▶ Task requirements
1) Retype the passage of the Savage Country review that opens with the words containing "Digitally retouched photograph" and closes with "as the body.".
2) According to the Savage Country review, what were properly cured buffalo hides prized as?
3) Proceed with the Savage Country review, picking up after its final sentence.

----- Quoted text

It’s rural Kansas, 1873, and many farmers have gone bust, whether from overextended investment, rapacious creditors, or the swarms of locusts that have wreaked destruction of biblical proportions. Elizabeth Coughlin, recently widowed and deeply in debt, decides to try to recoup her fortunes by assembling a buffalo hunting expedition. Properly cured buffalo hides are worth a fortune, prized as leather for factory drive belts or other applications requiring particular strength or resiliency. And to lead her expedition, Elizabeth asks her brother-in-law Michael, newly arrived from his latest journeys as a big-game hunter. Against his better judgment, Michael agrees — and no sooner has he said yes than the party gathers and prepares to head south. Michael, it seems, would rather do just about anything than talk, and when he’s around, life-changing decisions happen in a New York minute.

Digitally retouched photograph dating from the mid-1870s of a pile of bison skulls, to be ground into fertilizer (courtesy Wikimedia Commons; public domain in the United States)

But he anticipates the dangers that lie ahead. As they cross the so-called dead line separating Kansas from Comanche territory, Michael finds the remains of a couple wagons whose murdered and scalped occupants make a grisly display. You know right away that Elizabeth’s quest will be a struggle to the death, but, as it happens, the Comanches aren’t the main antagonists. When it comes to raiders, white brigands are the worst; and if something burns, bites, floods, or falls from the sky, the Coughlin crew will have their fill of it. But what’s in the human heart causes even more misery, for it’s the pursuit of wealth, especially wealth that comes through killing, which destroys the spirit as well as the body.

Savage Country shows this in its vivid, gruesome descriptions of the buffalo hunt in its appalling carnage, and the inevitable rivalries and prejudices that divide the expedition. For instance, when a group of sick, starving black escapees arrives from a turpentine plantation — a form of industrial slavery — Elizabeth hires them to skin hides as a kind of rescue. But you sense that violence will erupt sooner or later, because not all her employees share her outlook.

----------
----- Data excerpt

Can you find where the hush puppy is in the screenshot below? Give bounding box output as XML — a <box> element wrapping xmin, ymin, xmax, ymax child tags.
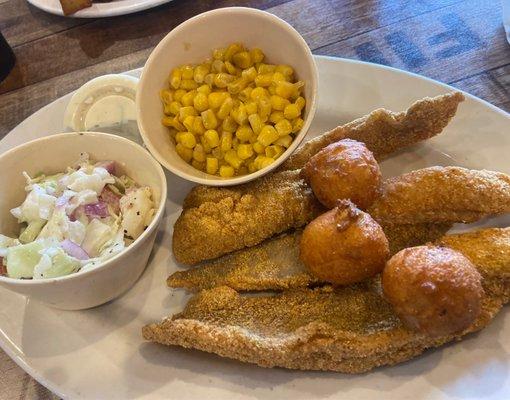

----------

▶ Responses by task
1)
Digitally retouched photograph dating from the mid-1870s of a pile of bison skulls, to be ground into fertilizer (courtesy Wikimedia Commons; public domain in the United States)

But he anticipates the dangers that lie ahead. As they cross the so-called dead line separating Kansas from Comanche territory, Michael finds the remains of a couple wagons whose murdered and scalped occupants make a grisly display. You know right away that Elizabeth’s quest will be a struggle to the death, but, as it happens, the Comanches aren’t the main antagonists. When it comes to raiders, white brigands are the worst; and if something burns, bites, floods, or falls from the sky, the Coughlin crew will have their fill of it. But what’s in the human heart causes even more misery, for it’s the pursuit of wealth, especially wealth that comes through killing, which destroys the spirit as well as the body.

2) Leather for factory drive belts or other applications requiring particular strength or resiliency.

3)
It’s violence that shapes Savage Country, and I say that even as I recall other unflinching novels about the West, such as The News of the World or The Way West, which involve their share of brutality. Olmstead’s tale will deter some, but I, who consider myself squeamish, didn’t recoil. Maybe it’s because the violence establishes its own context, and that the characters, Michael and Elizabeth especially, try to make sense of it. And Michael has seen it before:

Michael listened to what the reverend doctor had to say until his mind began to wander. He held no anticipation of punishment or reward after death. He experienced no terror of the underworld, of the afterlife. He had no dread of suffering upon perishing. He believed in the transition of souls into horses and in the second sight of dogs and their ability to see invisible spirits and witches. He believed in omens and dreams and warnings and instinct. He believed, contrary to the Gospels, the meek, however blessed, would not inherit the earth.

But Michael, the rock of the narrative, resembles that substance in his refusal to express anything, which grates after a while. His deliberate terseness sometimes comes across as harsh and unyielding as the weather. The narrative succeeds best, I think, in its vivid descriptions of life and death on the prairie, which are as tense and dramatic as could be. But when it comes to human speech, the characters — even those who show more of themselves — don’t speak as much as they declare, as if they were coining homespun aphorisms, or trying to. I don’t believe that late-nineteenth-century frontier folk avoided contractions like the plague or snarled their syntax to avoid saying an extra word. Here, their language can be so stilted as to sound pretentious, and these people are anything but.

Still, I found the novel worth reading, both for its depictions of nature and the way it dramatizes its central themes. As Elizabeth observes, “For all the slave lords the war had killed, a new generation was born in their ashes and born inside of the new generation was the enmity of the old.”

Disclaimer: I obtained my reading copy of this book from the public library.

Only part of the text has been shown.